*The request*: Lay out every line of the data below as a Markdown table with two columns, Row for the row number and Line for the line itself, leaving out any blank lines.

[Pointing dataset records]
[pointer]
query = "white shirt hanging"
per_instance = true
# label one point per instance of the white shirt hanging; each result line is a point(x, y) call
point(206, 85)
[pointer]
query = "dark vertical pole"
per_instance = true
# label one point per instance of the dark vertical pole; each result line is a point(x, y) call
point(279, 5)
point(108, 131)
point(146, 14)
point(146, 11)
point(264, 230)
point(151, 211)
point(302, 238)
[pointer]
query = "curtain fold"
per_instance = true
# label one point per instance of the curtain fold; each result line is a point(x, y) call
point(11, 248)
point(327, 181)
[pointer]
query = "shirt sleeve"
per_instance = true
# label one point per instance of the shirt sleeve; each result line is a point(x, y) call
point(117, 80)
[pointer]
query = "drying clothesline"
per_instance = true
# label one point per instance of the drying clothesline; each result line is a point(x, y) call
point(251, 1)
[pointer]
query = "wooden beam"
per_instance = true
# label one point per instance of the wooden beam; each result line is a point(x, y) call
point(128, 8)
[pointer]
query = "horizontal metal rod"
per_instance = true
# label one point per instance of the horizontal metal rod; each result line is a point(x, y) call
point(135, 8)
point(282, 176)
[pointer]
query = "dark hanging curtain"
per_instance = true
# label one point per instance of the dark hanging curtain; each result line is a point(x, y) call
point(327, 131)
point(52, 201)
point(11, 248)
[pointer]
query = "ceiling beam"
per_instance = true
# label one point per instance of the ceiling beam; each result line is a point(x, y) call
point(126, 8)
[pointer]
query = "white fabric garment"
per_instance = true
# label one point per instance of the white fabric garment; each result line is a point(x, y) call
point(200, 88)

*The response*:
| Row | Line |
|---|---|
| 1 | [pointer] |
| 2 | query = "white shirt hanging" |
| 3 | per_instance = true |
| 4 | # label one point per instance of the white shirt hanging; each result line is a point(x, y) call |
| 5 | point(206, 85) |
| 6 | [pointer] |
| 7 | query = "dark vertical pole" |
| 8 | per_instance = true |
| 9 | # label one point per instance of the dark vertical pole; each result line is a point(x, y) call |
| 10 | point(279, 5) |
| 11 | point(108, 131) |
| 12 | point(146, 14) |
| 13 | point(146, 11) |
| 14 | point(264, 230) |
| 15 | point(151, 211) |
| 16 | point(302, 238) |
| 17 | [pointer] |
| 18 | query = "curtain fold" |
| 19 | per_instance = true |
| 20 | # label one point per instance of the curtain fold; each result line is a point(x, y) call |
| 21 | point(11, 248) |
| 22 | point(327, 181) |
| 23 | [pointer] |
| 24 | query = "shirt sleeve" |
| 25 | per_instance = true |
| 26 | # label one point per instance of the shirt sleeve; each result line is a point(x, y) call |
| 27 | point(117, 80) |
| 28 | [pointer] |
| 29 | query = "drying clothesline" |
| 30 | per_instance = true |
| 31 | # label one point per instance of the drying clothesline; each result line is a point(x, y) call |
| 32 | point(251, 1) |
| 33 | [pointer] |
| 34 | query = "wooden beam" |
| 35 | per_instance = true |
| 36 | # label one point per instance of the wooden beam; each result line is a point(x, y) call |
| 37 | point(128, 8) |
| 38 | [pointer] |
| 39 | query = "horizontal metal rod" |
| 40 | per_instance = true |
| 41 | # label one point per instance of the horizontal metal rod; each result line is a point(x, y) call |
| 42 | point(135, 8) |
| 43 | point(282, 176) |
| 44 | [pointer] |
| 45 | query = "dark hanging curtain" |
| 46 | per_instance = true |
| 47 | # label one point per instance of the dark hanging curtain; each result line is a point(x, y) call |
| 48 | point(327, 131) |
| 49 | point(52, 201) |
| 50 | point(11, 248) |
| 51 | [pointer] |
| 52 | query = "ceiling beam" |
| 53 | per_instance = true |
| 54 | # label one point per instance of the ceiling beam; each result line is a point(x, y) call |
| 55 | point(126, 8) |
| 56 | [pointer] |
| 57 | query = "white fabric garment" |
| 58 | per_instance = true |
| 59 | # label one point per instance of the white fabric garment; each result line is a point(x, y) call |
| 60 | point(200, 88) |